- _GOAL OF THE EXERCISE_:
Convert the lines from the one containing "the photo below" through the one containing "x=794 y=491", both included, into a JSON list of strings with one string per line, omitting any blank lines.

+++ GIVEN DATA +++

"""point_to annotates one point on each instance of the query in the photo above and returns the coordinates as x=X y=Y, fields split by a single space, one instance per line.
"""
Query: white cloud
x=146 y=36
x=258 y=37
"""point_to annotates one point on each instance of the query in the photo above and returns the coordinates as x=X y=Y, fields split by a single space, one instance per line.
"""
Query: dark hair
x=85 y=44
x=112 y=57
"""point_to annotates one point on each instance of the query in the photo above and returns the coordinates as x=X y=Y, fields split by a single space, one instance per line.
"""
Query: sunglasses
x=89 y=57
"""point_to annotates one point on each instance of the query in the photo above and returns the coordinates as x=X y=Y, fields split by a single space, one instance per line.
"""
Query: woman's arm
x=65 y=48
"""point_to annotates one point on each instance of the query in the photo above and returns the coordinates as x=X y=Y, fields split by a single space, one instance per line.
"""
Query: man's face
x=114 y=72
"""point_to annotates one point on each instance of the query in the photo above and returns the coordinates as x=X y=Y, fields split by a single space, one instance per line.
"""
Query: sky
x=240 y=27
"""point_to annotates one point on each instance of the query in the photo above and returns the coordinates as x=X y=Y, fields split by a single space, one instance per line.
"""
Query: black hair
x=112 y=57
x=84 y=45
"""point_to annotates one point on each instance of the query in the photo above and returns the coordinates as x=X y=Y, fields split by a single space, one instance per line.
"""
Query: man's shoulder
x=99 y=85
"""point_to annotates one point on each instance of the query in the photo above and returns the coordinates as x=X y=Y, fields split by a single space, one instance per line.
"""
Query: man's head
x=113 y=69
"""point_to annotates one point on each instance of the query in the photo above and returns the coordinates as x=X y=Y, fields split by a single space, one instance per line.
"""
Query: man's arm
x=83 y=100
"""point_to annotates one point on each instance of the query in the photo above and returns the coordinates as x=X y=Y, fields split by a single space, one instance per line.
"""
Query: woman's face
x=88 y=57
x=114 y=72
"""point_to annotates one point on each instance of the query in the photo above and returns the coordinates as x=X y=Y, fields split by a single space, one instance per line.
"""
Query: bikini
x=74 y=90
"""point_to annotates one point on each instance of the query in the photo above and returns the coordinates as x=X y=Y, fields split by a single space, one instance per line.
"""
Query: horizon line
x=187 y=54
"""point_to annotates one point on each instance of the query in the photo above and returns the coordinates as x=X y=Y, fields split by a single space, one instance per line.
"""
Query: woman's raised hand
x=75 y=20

+++
+++ GIVEN DATA +++

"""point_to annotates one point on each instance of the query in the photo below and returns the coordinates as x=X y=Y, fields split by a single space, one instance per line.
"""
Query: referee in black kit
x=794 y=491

+++

- _WRITTEN RESPONSE_:
[
  "\"\"\"point_to annotates one point on each instance of the query in the photo below and returns the coordinates as x=X y=Y, fields split by a single space, one instance per line.",
  "\"\"\"",
  "Query: referee in black kit",
  "x=794 y=491"
]